[Stated exercise] Continue the review of the Sony Xperia Z5 Compact smartphone from where it stops.

--- Start of Document excerpt ---

By Robin-Leigh Chetty 26 October 2015


When the Z5 Compact was unveiled alongside the flagship Xperia Z5 and 4K display touting Z5 Premium, the Compact got overshadowed, and perhaps did not get the full attention it deserved. Even at the local event for all three devices, the Z5 Compact did not draw as much attention as the other two offerings. As such, when it landed on my desk for review, I was a little unsure of what it would bring to the fore.

Newly coated

For the first time in a number of iterations, Sony has gone for a new design in its Xperia lineup. Gone is the aluminum frame of yesteryear, replaced by a faux-ceramic frame that matches the colour of the smartphone itself. It's a nice change, and looks particularly handsome in the all white version of the review unit. Sony has also opted for a similar ceramic-esque coating on the back cover in favour of the glass one we've come to know. As such, it makes the smartphone a shade more tactile, as well as less susceptible to marks and smudges, an issue that the previous Xperia Compact's suffered from. Another benefit of the change is the fact that the Z5 Compact cannot be blamed for copying the look of the iPhone 6, like the Z3 (review) did.

Along with the superficial changes, there have been a few dimensional ones too, most notable of these is the increase in thickness. The Z5 Compact measures 8.9 mm thick, which might only be 0.3 mm thicker than the Z3 Compact, but translates to a vastly different experience in hand. Consequently the Z5 Compact feels far smaller, while being far thicker than previous units. This in spite of the display measuring 4.6" diagonally (1280x720). The iPhone 6 for example, which only has a 0.1" larger screen, is far thinner than the Z5 Compact, and therefore sits more comfortably in hand.

Whether or not this will become a problem for users in the long run remains to be seen, but it was something I noticed from the moment I picked up the Compact.

Big match temperament

When Sony first took a stab at Compact version of its Xperia flagships, it sported the exact same specs as its larger brethren. Since the Z1 Compact (review) however, Sony has wavered from this tactic and dumbed down the specs for follow up versions. Thankfully though, Sony has reverted back to its original thinking, integrating the same chipset in both the Z5 Compact and flagship variant. Internally it runs an octa-core Qualcomm Snapdragon 810 chipset, with two quad-core processors running in tandem and clocked at 1.5 GHz and 2.0 GHz respectively.

While both devices are on par from a processor perspective, the Z5 flagship does boast an extra GB of RAM. To that end, the Z5 Compact's 2 GB,makes it ever so slightly underpowered on the multitasking front. That said, the Z5 Compact more than holds its own against other similarly specced devices, specifically in the arena of benchmark testing. The Z5 Compact for example, scored 65 450 on AnTuTu (v5.7.1), which outdoes the Motorola Nexus 6 (review)'s 40 974. As such, it seems like Sony has been able eech out every bit of processing power that the Snapdragon 810 has to offer.

It doesn't simply perform well in testing, but also in real use as well, proving to be a snappy and responsive device that quickly switches between applications and functions with relative ease. This does however carry on caveat, as the Z5 Compact heats up while in heavy use. This presented itself when doing mass updates on Google Play.

--- End of Document excerpt ---
--- Start of Data entries ---

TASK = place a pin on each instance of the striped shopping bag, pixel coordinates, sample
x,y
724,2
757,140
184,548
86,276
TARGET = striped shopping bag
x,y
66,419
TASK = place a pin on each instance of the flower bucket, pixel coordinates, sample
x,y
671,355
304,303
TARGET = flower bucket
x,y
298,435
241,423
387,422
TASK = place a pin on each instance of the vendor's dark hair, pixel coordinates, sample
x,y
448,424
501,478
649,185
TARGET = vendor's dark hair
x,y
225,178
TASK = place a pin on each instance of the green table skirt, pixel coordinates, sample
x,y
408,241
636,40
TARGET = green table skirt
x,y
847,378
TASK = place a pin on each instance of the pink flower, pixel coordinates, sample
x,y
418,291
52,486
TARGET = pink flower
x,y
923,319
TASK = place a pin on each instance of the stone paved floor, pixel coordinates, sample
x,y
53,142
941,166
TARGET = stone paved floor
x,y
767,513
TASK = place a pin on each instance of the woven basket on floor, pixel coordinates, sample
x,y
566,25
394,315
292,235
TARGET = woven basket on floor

--- End of Data entries ---

[The result]
Supporting acts

If just for its processing performance, the Z5 Compact is a great device. Adding to the quality of its experience is a range of solid features, with a great camera, superb battery life and beautiful display. Starting with the camera, is a new 23 MP shooter on the rear, which also marks the first time Sony has upped its specs since the Z1 Compact. The additional have made a difference, although to be fair, the 21 MP version was pretty sharp and consistent as well.

That said, this new version captures images far quicker than the previous iterations, and captures light while shooting outdoors in a fantastic way. As such, for users who pride themselves on having a great smartphone camera easily at hand, the Xperia Z5 Compact is a very enticing offering. Shooting indoors was equally impressive, with miniscule amounts of graininess to worry about.

Along with a strong shooter, the Z5 Compact can deliver up to two days battery life from its 2700 mAh unit. While certain conditions are required for the Z5 Compact to live up to that promise, such as putting the display on as low a screen brightness as possible, this smartphone is more than capable of getting a user through a day and a half's use.

Speaking of the screen, the 4.6" display on the Z5 Compact is wonderfully sharp, showcasing Sony's version of Android 5.1.1 (Lollipop) expertly. It might only serve up a 323 ppi pixel density, but that proves more than enough when viewing videos online or playing games.

Sample Images.

Final verdict

Sony has always done a great job of making smartphones, and while the Japanese manufacturer did not make as big a song and dance about its IP67/68 rated durability (waterproofness and dust resistance respectively), the Z5 Compact certainly feels well made. It ticks all the requisite boxes needed for a great smartphone experience and only feels bested by the Z5 flagship on the display and RAM front. As such, for users still unwilling to make the jump over the 5" display mark, the 4.6" Z5 Compact is a great option. Retailing just below the R9 000 mark, it might a bit on the expensive side, but its range of specs ensures it will remain technologically relevant for at least a couple of years.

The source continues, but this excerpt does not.